WHAT THIS TASK INVOLVES »
Could you edit the lines below so that "innermost point" becomes "most central point" wherever it appears, leaving everything else unchanged?

DATASET RECORDS »
* START *

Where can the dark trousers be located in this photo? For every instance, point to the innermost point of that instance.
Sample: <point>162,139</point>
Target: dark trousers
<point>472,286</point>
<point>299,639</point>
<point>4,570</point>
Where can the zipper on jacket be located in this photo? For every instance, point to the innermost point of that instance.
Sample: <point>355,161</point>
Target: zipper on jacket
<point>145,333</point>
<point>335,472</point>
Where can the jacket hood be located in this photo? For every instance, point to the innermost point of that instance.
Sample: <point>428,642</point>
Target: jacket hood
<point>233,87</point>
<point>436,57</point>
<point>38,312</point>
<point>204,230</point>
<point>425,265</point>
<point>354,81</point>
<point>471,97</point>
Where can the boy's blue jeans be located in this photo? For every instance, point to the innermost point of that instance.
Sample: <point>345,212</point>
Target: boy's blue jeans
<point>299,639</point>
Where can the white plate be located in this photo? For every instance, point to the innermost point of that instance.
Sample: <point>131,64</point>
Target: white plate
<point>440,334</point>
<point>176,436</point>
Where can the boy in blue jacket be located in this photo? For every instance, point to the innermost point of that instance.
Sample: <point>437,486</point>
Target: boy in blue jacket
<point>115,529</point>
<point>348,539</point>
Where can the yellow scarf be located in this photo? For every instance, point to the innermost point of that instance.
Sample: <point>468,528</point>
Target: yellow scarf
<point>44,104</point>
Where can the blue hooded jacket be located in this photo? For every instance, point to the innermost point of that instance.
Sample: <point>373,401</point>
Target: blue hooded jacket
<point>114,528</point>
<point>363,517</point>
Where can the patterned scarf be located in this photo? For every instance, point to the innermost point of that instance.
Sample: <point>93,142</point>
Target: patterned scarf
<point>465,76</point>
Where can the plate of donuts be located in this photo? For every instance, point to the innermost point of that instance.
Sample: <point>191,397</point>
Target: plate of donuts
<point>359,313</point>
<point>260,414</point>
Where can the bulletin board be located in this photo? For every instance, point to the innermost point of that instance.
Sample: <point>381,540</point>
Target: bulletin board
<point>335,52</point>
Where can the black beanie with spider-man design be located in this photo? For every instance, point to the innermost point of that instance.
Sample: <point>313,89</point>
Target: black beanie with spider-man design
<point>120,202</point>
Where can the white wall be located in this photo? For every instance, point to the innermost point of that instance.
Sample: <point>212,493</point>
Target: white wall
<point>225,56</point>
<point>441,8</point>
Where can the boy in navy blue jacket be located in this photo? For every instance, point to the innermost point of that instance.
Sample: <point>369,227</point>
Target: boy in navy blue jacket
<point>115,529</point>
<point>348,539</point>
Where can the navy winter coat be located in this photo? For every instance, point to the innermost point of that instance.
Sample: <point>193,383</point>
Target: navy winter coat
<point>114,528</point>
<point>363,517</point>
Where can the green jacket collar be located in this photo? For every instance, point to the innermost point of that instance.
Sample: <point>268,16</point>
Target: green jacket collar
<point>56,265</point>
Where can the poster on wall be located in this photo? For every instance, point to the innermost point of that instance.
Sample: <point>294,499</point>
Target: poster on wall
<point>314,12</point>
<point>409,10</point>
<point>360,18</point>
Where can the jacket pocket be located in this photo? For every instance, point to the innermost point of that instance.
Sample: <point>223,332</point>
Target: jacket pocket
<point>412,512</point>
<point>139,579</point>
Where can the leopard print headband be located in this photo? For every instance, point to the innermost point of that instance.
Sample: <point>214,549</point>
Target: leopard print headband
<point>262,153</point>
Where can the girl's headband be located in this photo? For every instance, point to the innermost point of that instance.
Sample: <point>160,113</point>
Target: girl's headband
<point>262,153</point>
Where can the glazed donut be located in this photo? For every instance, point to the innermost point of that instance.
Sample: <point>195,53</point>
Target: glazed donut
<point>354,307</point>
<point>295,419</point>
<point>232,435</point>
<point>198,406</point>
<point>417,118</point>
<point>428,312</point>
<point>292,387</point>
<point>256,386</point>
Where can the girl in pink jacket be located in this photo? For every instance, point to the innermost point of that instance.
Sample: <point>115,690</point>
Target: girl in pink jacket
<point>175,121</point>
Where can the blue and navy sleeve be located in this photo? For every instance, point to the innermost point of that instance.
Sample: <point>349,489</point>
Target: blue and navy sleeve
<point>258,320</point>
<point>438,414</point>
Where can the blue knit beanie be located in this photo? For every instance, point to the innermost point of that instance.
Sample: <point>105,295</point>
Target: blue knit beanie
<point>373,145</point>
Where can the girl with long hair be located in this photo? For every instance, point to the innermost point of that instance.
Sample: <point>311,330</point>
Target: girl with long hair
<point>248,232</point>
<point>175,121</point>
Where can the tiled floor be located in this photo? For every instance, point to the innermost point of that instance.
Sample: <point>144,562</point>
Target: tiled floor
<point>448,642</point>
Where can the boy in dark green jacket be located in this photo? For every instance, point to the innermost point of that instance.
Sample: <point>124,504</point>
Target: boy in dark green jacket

* END *

TASK ANSWER »
Where can the dark trousers be located in this photo? For every instance, point to the most central point of that instance.
Sample: <point>162,139</point>
Target: dark trousers
<point>472,286</point>
<point>299,639</point>
<point>4,570</point>
Where can the zipper on jacket be located in this photo? For every instance, point to the most central point of that instance.
Sample: <point>355,161</point>
Target: zipper on jacket
<point>145,333</point>
<point>335,472</point>
Where can the jacket hood be located in this photo? For every instance, point to the most central point of that instance.
Sample: <point>428,642</point>
Target: jacket hood
<point>233,87</point>
<point>436,57</point>
<point>38,312</point>
<point>204,230</point>
<point>425,265</point>
<point>354,81</point>
<point>471,97</point>
Where can the boy's blue jeans be located in this photo? For every instance, point to the most central point of that instance.
Sample: <point>345,212</point>
Target: boy's blue jeans
<point>299,639</point>
Where can the white plate be located in this photo? For every instance, point to the most central point of that instance.
Sample: <point>131,64</point>
Target: white plate
<point>440,334</point>
<point>176,436</point>
Where can the boy in blue jacket be located in this photo? For every instance, point to the most central point of that instance.
Sample: <point>437,486</point>
Target: boy in blue jacket
<point>115,529</point>
<point>348,539</point>
Where can the yellow scarf be located in this photo? For every instance, point to the most central point of that instance.
Sample: <point>468,528</point>
Target: yellow scarf
<point>44,104</point>
Where can the blue hooded jacket be located in this photo? For every instance, point to the most central point of that instance.
Sample: <point>373,401</point>
Target: blue hooded jacket
<point>114,528</point>
<point>363,517</point>
Where can the patterned scarf be located in this photo? For every instance, point to the most central point of that instance.
Sample: <point>93,142</point>
Target: patterned scarf
<point>465,76</point>
Where can the plate of donuts be located in this photo? For every instance, point to the most central point of that instance.
Sample: <point>191,397</point>
Target: plate of donuts
<point>359,313</point>
<point>260,414</point>
Where can the bulletin board be located in this photo? For every instance, point to the most central point of that instance.
Sample: <point>381,540</point>
Target: bulletin board
<point>335,52</point>
Where can the black beanie with spider-man design be located in this photo? For every instance, point to the most central point of that instance.
Sample: <point>313,89</point>
Target: black beanie with spider-man design
<point>120,202</point>
Where can the white wall be located in this photo? For every instance, point to the most central point of that instance.
Sample: <point>212,493</point>
Target: white wall
<point>225,56</point>
<point>441,8</point>
Where can the boy in navy blue jacket be located in this photo? For every instance, point to the most central point of that instance.
Sample: <point>369,227</point>
Target: boy in navy blue jacket
<point>115,529</point>
<point>348,539</point>
Where can the navy winter coat be located in this photo? For every instance, point to the most central point of that instance.
Sample: <point>193,383</point>
Target: navy winter coat
<point>114,528</point>
<point>363,517</point>
Where can the green jacket collar be located in this photo? For every instance, point to the most central point of that instance.
Sample: <point>268,16</point>
Target: green jacket collar
<point>56,265</point>
Where can the poster on wall be located in this photo? For every instance, point to the most central point of that instance.
Sample: <point>294,499</point>
Target: poster on wall
<point>314,12</point>
<point>409,10</point>
<point>360,18</point>
Where can the jacket pocket be located in this photo? For every instance, point to the most central point of that instance.
Sample: <point>223,332</point>
Target: jacket pocket
<point>412,512</point>
<point>139,579</point>
Where can the leopard print headband be located in this photo? For every instance, point to the most central point of that instance.
Sample: <point>214,549</point>
Target: leopard print headband
<point>262,153</point>
Where can the girl's headband be located in this photo? For every instance, point to the most central point of that instance.
Sample: <point>160,113</point>
Target: girl's headband
<point>262,153</point>
Where can the glazed donut be located in this photo? For every instance, point to the most central point of that instance.
Sample: <point>195,53</point>
Target: glazed donut
<point>354,307</point>
<point>295,419</point>
<point>232,435</point>
<point>198,406</point>
<point>417,118</point>
<point>428,312</point>
<point>292,387</point>
<point>256,386</point>
Where can the girl in pink jacket be located in this photo? For every instance, point to the most central point of that instance.
Sample: <point>115,690</point>
Target: girl in pink jacket
<point>175,121</point>
Where can the blue and navy sleeve be located in this photo? For every instance, point to the most central point of that instance.
Sample: <point>349,489</point>
Target: blue and navy sleeve
<point>258,320</point>
<point>438,414</point>
Where can the blue knit beanie be located in this photo? For every instance, point to the most central point of that instance.
Sample: <point>105,295</point>
Target: blue knit beanie
<point>373,145</point>
Where can the girl with long hair be located in this photo? For every instance, point to the most central point of that instance.
Sample: <point>311,330</point>
Target: girl with long hair
<point>248,232</point>
<point>175,121</point>
Where can the tiled floor be located in this photo? For every instance, point to the most central point of that instance.
Sample: <point>144,562</point>
Target: tiled floor
<point>448,642</point>
Where can the boy in dark green jacket be located in this photo? For every instance, point to the most central point of that instance.
Sample: <point>124,504</point>
Target: boy in dark green jacket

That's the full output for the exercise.